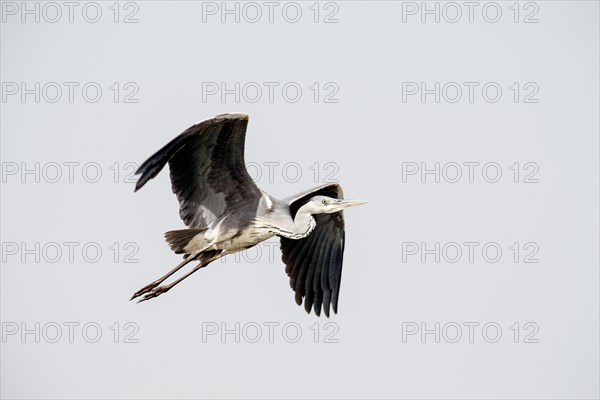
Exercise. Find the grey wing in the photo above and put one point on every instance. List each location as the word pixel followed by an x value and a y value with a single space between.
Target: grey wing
pixel 314 264
pixel 208 171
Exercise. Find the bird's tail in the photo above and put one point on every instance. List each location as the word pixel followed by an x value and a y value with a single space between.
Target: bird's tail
pixel 180 239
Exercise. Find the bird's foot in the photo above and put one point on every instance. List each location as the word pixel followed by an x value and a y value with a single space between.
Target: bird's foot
pixel 154 292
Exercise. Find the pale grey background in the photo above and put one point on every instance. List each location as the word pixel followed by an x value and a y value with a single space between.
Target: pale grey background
pixel 369 133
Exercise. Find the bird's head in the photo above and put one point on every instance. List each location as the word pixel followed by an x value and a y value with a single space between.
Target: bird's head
pixel 328 205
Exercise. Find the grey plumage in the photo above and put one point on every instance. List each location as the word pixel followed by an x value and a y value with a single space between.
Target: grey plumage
pixel 226 212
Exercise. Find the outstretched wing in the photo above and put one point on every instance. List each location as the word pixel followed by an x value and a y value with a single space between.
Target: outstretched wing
pixel 314 264
pixel 208 172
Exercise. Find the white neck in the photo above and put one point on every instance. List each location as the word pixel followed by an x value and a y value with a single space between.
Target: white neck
pixel 298 228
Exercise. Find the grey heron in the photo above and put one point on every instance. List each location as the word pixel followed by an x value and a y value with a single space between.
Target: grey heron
pixel 226 212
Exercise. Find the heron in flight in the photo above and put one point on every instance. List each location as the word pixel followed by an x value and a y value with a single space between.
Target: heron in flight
pixel 226 212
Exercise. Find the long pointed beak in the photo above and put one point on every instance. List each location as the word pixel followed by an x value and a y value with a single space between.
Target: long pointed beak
pixel 351 203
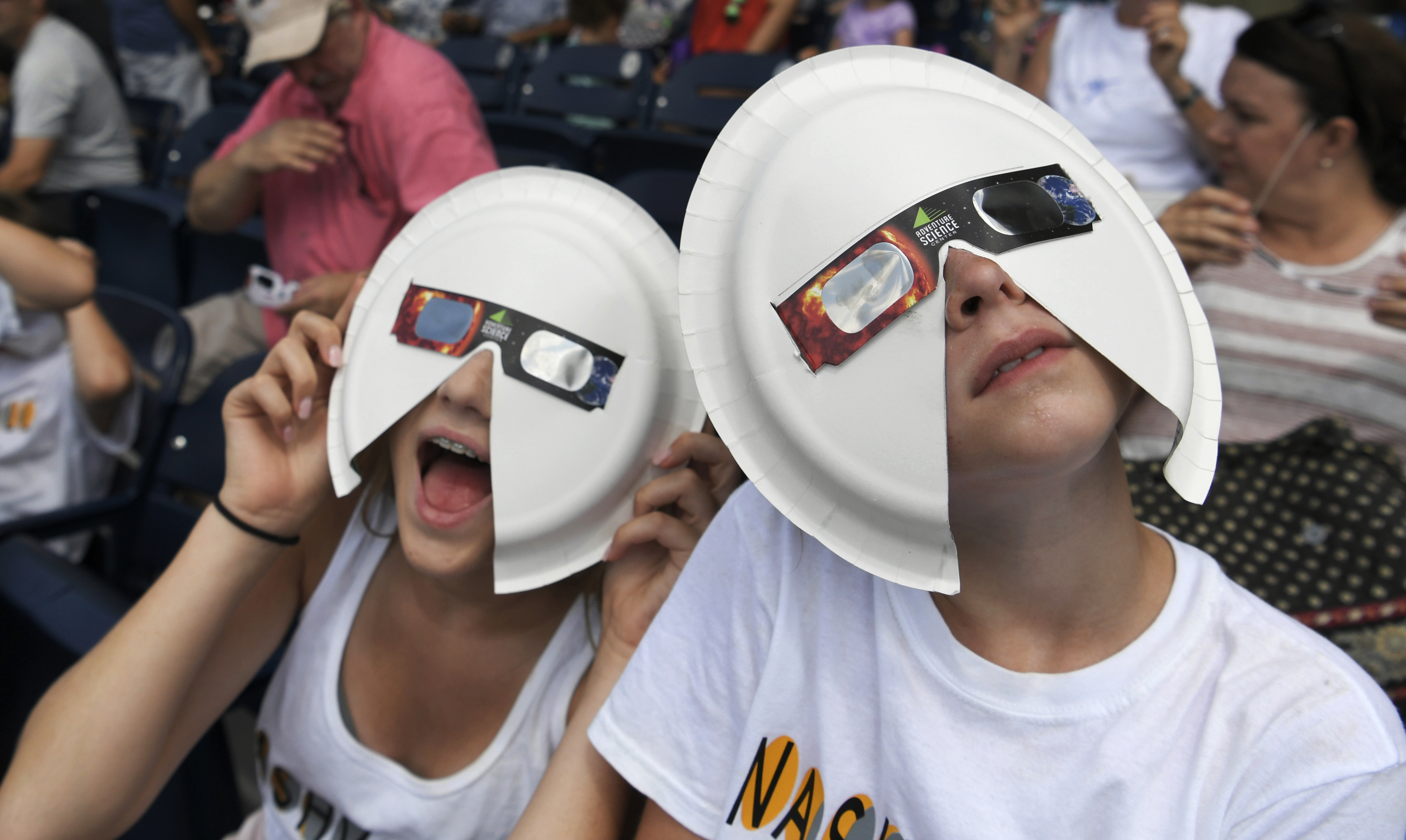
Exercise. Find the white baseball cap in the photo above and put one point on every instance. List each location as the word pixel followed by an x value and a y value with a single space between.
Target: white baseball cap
pixel 573 288
pixel 819 227
pixel 282 30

· · · · ·

* [WRITTEN PROBLEM]
Transcribe the listing in full. Omit the pictures and keep every line exact.

* [EXERCISE OUTPUT]
Exercise. Find the grey wing in the photo above and put one point on every instance. List each location as the word pixel followed by an x value and a y value with a single space between.
Target: grey wing
pixel 314 264
pixel 208 171
Exercise. Find the bird's tail in the photo above and put one point on every instance. List each location as the word pixel followed by an x value and a y value with a single space between.
Target: bird's tail
pixel 180 239
Exercise. Find the bird's foot in the photo above and put one point on every instance. List each location as the word pixel followed by an x value and a y value with a single space between.
Target: bird's foot
pixel 154 292
Exercise. Find the pale grey background in the photo above and put one point on every instance. List each location as the word pixel followed by an x value and a y value with a single space between.
Target: pale grey background
pixel 369 133
Exercise. Find the bird's head in the photo above and put one point on every instance. List each location as the word pixel followed by an x value and a y value with a single space between.
Target: bird's head
pixel 328 205
Exercise. Find the grey plumage in the photo above and put one point on every instance. List each location as the word pixel followed by an x value and a y value with a single space between.
Target: grey plumage
pixel 226 212
Exercise. Find the outstretched wing in the photo above and put one point on every instance. List each location as the word pixel followed by an x value and a y value with a single space between.
Target: outstretched wing
pixel 314 264
pixel 208 172
Exercise. Find the white neck in the photo above and put one point on every instance. List each location as the word pixel followed by an x value and a y value with a single space between.
Target: white neck
pixel 298 228
Exercise. Find the grey heron in the photo above and put one point on every instance. List each location as the word pixel followed by an x value and a y value with a single space between.
Target: grey heron
pixel 226 212
Exercise. Find the heron in flight in the photo above and put one point on every instance. List each location as the word pixel followed by an x value and a y value with a single space between.
Target: heron in flight
pixel 226 212
Exercise. Find the long pointed beak in the photo above and put one point on every instance. List each location as the word pixel followed by an x value and a y value with a single space between.
Target: long pointed beak
pixel 351 203
Exercise. Find the white baseball cap in the photo above and put one point on every instance. List each location as the word pixel followed by an x value and a y value with a single space between.
Target: white baseball cap
pixel 573 288
pixel 819 227
pixel 282 30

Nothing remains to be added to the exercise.